* TEKS
◆ ◆ ◆ ◆ ◆
Adapun  yang  disebut  komponen  inti  dalam  komunikasi  dakwah  yaitu  komunikator  dakwah  (Dai);  komunikan  dakwah  (mad’u);  pesan  dakwah  (materi  dakwah);  metode  komunikasi  dakwah.  Sedangkan  untuk  mendukung  plaksanaan  dakwah  diperlukan  komponen  yang  lain,  seperti organisasi  (institusi);  ekonomi,  social,  dan  budaya;  serta  iklim  yang  menunjang,  baik  secara  local,  regional,  nasional,  maupun  internasional.[20]

Komponen  Inti  komunikasi  dakwah.
a.      Komunikator  dakwah  (da’i)
◆ ◆ ◆ ◆ ◆
* ISI KUMPULAN DATA
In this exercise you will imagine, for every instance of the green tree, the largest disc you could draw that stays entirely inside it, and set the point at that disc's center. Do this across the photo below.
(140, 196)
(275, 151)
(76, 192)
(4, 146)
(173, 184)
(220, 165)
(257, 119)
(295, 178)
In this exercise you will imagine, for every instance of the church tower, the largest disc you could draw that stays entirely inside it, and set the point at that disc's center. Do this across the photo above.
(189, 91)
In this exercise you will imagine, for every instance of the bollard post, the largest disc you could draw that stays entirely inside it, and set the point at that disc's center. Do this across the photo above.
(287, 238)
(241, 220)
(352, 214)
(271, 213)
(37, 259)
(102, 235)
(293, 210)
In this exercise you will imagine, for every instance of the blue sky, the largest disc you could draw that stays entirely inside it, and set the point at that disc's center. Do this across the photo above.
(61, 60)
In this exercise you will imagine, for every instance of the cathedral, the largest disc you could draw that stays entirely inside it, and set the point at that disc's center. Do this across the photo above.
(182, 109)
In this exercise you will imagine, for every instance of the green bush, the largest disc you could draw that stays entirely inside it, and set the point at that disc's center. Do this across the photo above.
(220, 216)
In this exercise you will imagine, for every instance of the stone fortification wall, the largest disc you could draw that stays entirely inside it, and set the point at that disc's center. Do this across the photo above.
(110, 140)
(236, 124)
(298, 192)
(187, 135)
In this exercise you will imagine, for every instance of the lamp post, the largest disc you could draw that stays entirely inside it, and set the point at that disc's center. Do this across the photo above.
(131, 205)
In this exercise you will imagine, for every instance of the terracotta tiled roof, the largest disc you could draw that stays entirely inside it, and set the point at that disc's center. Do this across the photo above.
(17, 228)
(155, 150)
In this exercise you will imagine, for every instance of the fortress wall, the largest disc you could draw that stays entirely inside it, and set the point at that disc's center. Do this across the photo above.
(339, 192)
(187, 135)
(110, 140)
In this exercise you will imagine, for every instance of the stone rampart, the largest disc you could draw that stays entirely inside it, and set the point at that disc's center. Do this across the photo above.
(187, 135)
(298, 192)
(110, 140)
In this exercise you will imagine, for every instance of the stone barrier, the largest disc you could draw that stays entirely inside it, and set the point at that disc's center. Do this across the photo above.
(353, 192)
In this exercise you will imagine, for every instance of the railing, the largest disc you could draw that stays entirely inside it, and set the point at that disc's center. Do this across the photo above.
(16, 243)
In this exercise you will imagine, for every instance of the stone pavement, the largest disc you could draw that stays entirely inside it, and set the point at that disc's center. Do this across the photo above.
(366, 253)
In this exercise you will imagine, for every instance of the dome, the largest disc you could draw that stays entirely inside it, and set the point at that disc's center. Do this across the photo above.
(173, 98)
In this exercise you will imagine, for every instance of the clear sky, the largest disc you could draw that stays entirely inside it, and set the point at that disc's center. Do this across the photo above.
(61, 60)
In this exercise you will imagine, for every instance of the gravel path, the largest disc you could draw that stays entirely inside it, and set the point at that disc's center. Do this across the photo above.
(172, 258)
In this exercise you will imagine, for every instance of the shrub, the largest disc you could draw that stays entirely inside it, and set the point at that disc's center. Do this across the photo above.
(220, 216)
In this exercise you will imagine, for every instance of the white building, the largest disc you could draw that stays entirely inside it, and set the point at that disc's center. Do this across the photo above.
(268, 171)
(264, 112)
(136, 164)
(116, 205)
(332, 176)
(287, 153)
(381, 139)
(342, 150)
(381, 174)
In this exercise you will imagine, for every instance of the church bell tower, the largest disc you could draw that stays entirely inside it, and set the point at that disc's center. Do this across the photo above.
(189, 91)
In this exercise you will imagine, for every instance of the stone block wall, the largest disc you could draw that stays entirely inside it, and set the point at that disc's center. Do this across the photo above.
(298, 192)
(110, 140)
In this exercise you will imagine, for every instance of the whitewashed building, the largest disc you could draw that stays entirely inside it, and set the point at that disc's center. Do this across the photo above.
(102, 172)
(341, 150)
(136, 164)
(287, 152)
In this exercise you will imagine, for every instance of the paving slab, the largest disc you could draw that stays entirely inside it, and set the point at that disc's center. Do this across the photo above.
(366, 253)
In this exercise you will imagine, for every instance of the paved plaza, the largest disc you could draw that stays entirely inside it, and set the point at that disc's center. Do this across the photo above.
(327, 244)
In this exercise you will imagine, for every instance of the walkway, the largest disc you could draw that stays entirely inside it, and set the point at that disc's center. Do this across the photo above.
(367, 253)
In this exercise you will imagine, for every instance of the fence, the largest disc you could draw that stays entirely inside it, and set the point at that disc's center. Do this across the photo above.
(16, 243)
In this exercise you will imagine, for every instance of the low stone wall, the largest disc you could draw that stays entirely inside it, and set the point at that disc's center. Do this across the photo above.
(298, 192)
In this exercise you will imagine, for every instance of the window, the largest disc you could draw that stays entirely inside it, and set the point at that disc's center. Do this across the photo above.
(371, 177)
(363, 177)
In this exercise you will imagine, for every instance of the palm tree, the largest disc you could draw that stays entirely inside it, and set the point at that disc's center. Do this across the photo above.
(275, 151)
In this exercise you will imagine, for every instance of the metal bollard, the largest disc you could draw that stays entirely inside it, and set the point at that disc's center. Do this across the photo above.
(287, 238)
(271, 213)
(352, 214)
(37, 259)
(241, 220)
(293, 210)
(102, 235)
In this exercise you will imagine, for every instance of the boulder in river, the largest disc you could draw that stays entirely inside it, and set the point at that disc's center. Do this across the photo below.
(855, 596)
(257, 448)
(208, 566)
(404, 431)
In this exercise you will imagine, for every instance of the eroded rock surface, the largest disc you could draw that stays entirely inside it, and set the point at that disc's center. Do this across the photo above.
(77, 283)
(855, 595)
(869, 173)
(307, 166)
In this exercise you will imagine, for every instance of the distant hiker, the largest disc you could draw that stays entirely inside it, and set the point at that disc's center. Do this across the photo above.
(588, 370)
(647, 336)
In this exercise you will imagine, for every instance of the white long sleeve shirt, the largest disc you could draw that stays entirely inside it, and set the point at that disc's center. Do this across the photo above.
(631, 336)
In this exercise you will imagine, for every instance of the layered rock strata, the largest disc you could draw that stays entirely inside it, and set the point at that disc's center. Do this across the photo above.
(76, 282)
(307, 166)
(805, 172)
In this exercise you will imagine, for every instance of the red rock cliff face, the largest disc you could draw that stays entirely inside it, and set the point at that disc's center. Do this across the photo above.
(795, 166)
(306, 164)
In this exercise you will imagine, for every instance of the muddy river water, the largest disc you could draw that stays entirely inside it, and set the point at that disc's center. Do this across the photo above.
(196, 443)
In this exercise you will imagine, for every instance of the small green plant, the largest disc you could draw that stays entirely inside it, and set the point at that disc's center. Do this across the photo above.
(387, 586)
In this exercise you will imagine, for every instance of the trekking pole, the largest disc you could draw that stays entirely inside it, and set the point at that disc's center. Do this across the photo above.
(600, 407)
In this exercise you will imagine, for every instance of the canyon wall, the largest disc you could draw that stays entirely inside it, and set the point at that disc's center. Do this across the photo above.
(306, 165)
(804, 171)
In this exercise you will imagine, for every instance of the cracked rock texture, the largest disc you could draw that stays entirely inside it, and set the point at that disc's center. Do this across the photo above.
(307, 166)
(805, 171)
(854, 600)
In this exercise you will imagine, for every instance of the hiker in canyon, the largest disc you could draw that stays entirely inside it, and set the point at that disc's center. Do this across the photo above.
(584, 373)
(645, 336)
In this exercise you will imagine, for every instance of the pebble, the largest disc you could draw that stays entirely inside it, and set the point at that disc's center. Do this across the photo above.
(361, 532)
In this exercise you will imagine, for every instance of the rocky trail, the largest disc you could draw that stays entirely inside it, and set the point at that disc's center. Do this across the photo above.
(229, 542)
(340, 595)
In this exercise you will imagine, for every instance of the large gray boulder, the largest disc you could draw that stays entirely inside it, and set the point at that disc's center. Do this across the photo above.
◆ ◆ ◆ ◆ ◆
* TUGAS YANG DIKERJAKAN
a. Apakah setiap pernyataan berikut sesuai dengan teks tentang komunikasi dakwah? (i) Pesan dakwah termasuk komponen inti komunikasi dakwah. (ii) Organisasi termasuk komponen inti komunikasi dakwah. (iii) Komunikan dakwah disebut juga mad’u. Jawab ya atau tidak untuk masing-masing, disertai kutipan persis dari teks yang menentukan jawabannya.
b. Format baris-baris pada bagian data, dari baris yang memuat "of the rocky" hingga akhir bagian data, sebagai daftar JSON berisi string, satu string untuk setiap baris, tanpa baris kosong.

* KUNCI JAWABAN LATIHAN
a.
(i) Ya: "pesan  dakwah  (materi  dakwah)".
(ii) Tidak: "diperlukan  komponen  yang  lain,  seperti organisasi  (institusi)".
(iii) Ya: "komunikan  dakwah  (mad’u)".

b.
[
  "In this exercise you will imagine, for every instance of the rocky trail, the largest disc you could draw that stays entirely inside it, and set the point at that disc's center. Do this across the photo above.",
  "(229, 542)",
  "(340, 595)",
  "In this exercise you will imagine, for every instance of the large gray boulder, the largest disc you could draw that stays entirely inside it, and set the point at that disc's center. Do this across the photo above."
]